Copy every line of the entries below exactly as it appears, and leave the pictures out of your answer.

- [Dataset excerpts]:
↓↓↓

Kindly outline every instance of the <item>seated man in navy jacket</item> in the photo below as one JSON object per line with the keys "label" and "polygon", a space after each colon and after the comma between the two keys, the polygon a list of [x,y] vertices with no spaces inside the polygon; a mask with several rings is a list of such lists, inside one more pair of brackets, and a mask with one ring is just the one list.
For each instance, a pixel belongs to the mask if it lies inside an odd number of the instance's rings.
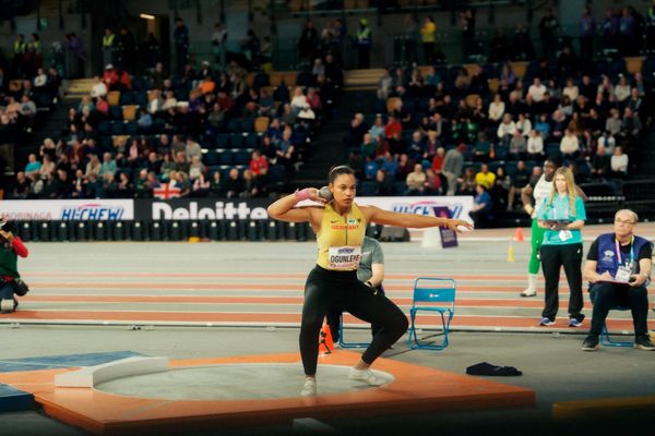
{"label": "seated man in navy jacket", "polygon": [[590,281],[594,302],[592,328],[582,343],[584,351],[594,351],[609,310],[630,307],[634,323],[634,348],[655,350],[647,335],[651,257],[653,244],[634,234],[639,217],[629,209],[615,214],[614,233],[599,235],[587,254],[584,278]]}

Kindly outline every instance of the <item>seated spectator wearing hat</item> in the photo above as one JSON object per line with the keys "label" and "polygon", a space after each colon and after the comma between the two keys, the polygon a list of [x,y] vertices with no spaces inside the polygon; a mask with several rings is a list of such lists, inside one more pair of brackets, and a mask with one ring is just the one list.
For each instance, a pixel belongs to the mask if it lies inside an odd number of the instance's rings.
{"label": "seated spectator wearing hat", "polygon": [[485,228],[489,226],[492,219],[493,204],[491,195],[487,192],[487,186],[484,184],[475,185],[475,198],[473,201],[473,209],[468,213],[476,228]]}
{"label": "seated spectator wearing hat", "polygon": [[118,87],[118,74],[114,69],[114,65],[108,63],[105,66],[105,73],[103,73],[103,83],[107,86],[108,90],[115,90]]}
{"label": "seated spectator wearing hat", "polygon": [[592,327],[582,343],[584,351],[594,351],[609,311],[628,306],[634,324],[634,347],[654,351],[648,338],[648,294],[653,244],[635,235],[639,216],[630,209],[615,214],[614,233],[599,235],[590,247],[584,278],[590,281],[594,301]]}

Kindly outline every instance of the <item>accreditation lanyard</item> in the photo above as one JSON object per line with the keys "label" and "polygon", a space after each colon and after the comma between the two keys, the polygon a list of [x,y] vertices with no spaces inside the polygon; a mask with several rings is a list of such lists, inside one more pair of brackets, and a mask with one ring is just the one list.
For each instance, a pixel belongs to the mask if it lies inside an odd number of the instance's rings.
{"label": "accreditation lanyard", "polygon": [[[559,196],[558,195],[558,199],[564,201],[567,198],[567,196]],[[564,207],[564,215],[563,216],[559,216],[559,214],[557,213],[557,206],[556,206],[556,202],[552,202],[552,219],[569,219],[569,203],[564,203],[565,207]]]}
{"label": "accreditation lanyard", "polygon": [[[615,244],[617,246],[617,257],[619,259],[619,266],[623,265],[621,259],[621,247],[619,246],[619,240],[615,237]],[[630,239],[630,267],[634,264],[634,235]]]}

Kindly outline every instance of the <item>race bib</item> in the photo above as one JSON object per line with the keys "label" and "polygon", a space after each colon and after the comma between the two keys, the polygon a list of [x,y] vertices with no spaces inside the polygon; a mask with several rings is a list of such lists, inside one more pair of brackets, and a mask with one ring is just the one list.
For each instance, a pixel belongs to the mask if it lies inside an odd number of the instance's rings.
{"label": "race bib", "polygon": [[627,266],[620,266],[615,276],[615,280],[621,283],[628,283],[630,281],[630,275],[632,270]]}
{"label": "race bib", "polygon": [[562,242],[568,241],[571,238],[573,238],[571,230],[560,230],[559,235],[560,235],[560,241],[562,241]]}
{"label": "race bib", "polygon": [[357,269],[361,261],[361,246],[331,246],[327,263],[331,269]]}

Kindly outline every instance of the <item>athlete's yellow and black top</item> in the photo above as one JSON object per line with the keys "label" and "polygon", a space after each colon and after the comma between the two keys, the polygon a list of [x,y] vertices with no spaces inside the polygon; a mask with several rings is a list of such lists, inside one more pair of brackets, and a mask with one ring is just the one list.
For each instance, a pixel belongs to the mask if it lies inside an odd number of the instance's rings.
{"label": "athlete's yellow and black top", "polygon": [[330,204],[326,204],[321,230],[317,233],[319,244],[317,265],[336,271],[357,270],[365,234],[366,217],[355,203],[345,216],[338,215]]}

↑↑↑

- [Response below]:
Kindly outline every instance of the <item>seated man in navy jacket</item> in the photo below as one JSON object per line with the keys "label" and "polygon", a space after each colon and after the comma between the two keys, the polygon a list of [x,y] vertices with no spaces inside the polygon; a mask with several rings is a list of such lists, inside one more pair of brackets, and a mask with one ring is just the one list.
For each instance, a pixel belongs to the mask if it lies inside an odd number of the instance's rings.
{"label": "seated man in navy jacket", "polygon": [[590,281],[594,302],[592,328],[582,343],[584,351],[594,351],[609,310],[630,307],[634,323],[634,348],[655,350],[647,335],[651,257],[653,244],[634,234],[639,217],[629,209],[615,214],[614,233],[599,235],[587,254],[584,278]]}

Kindly outline every instance of the <item>seated spectator wearing hat</item> in the photo above as one JSON object per line with the keys "label" and "polygon", a space after each colon and after the comma between the two keys, the polygon a list of [x,y] vertices with no spaces inside the polygon; a mask with several rings is a list of such lists, inside one more pair of brackets, and a mask with one ring is just the one list.
For each instance, a pixel belongs to the mask if it lies inside an odd number of the instance's rings.
{"label": "seated spectator wearing hat", "polygon": [[485,228],[489,226],[492,219],[493,204],[491,195],[487,192],[487,186],[484,184],[475,185],[475,198],[473,201],[473,209],[468,213],[476,228]]}
{"label": "seated spectator wearing hat", "polygon": [[118,87],[118,74],[114,69],[114,65],[108,63],[105,66],[105,73],[103,73],[103,83],[107,86],[108,90],[115,90]]}
{"label": "seated spectator wearing hat", "polygon": [[592,327],[582,343],[584,351],[594,351],[609,311],[628,306],[634,324],[634,347],[654,351],[648,338],[648,294],[653,244],[635,235],[639,216],[630,209],[615,214],[614,233],[599,235],[590,247],[584,278],[590,281],[594,301]]}

Kindly outline every instance of the <item>accreditation lanyard</item> in the photo above as one JSON object per line with the keys "label" and "polygon", a space after each colon and after the comma between the two keys, the polygon a list of [x,y] vertices with no spaces inside the polygon; a mask with several rings is a list of such lists, inside one more pair of brackets, and a mask with one ring is just the one list.
For each instance, a pixel belongs to the mask if it lies inside an odd number of the instance's rings.
{"label": "accreditation lanyard", "polygon": [[[559,196],[558,195],[558,199],[564,201],[567,198],[567,196]],[[564,207],[564,215],[563,216],[559,216],[559,214],[557,213],[557,206],[556,206],[556,202],[552,202],[552,219],[569,219],[569,203],[564,203],[565,207]]]}
{"label": "accreditation lanyard", "polygon": [[[615,244],[617,246],[617,257],[619,259],[619,266],[623,265],[621,259],[621,247],[619,246],[619,240],[615,237]],[[630,239],[630,267],[634,264],[634,235]]]}

Kindly outline every instance of the <item>race bib</item> in the photo above as one JSON object per line with the keys "label" and "polygon", a space after each colon and after the comma between the two keys, the polygon a list of [x,y] vertices with no spaces inside the polygon; a mask with several rings is a list of such lists, inside one more pair of brackets, and a mask with one ring is just the one list.
For each instance, a pixel belongs to the mask if it lies inside an odd number of the instance's rings.
{"label": "race bib", "polygon": [[627,266],[620,266],[615,276],[615,280],[621,283],[628,283],[630,281],[630,275],[632,270]]}
{"label": "race bib", "polygon": [[562,242],[568,241],[571,238],[573,238],[571,230],[560,230],[559,235],[560,235],[560,241],[562,241]]}
{"label": "race bib", "polygon": [[357,269],[361,261],[361,246],[331,246],[327,263],[331,269]]}

Kindly outline every instance of the <item>athlete's yellow and black top</item> in the photo above as one JSON object per line with the keys "label" and "polygon", a space after each colon and after the comma between the two keys, the polygon a list of [x,y] vertices with no spaces inside the polygon; a mask with several rings is a list of such lists, inside one more pair of brackets, and a mask with one ring is just the one list.
For each instance, a pixel belongs to the mask if it lies inside an odd number of the instance's rings.
{"label": "athlete's yellow and black top", "polygon": [[330,204],[326,204],[321,230],[317,233],[319,244],[317,265],[336,271],[357,270],[365,234],[366,217],[355,203],[345,216],[338,215]]}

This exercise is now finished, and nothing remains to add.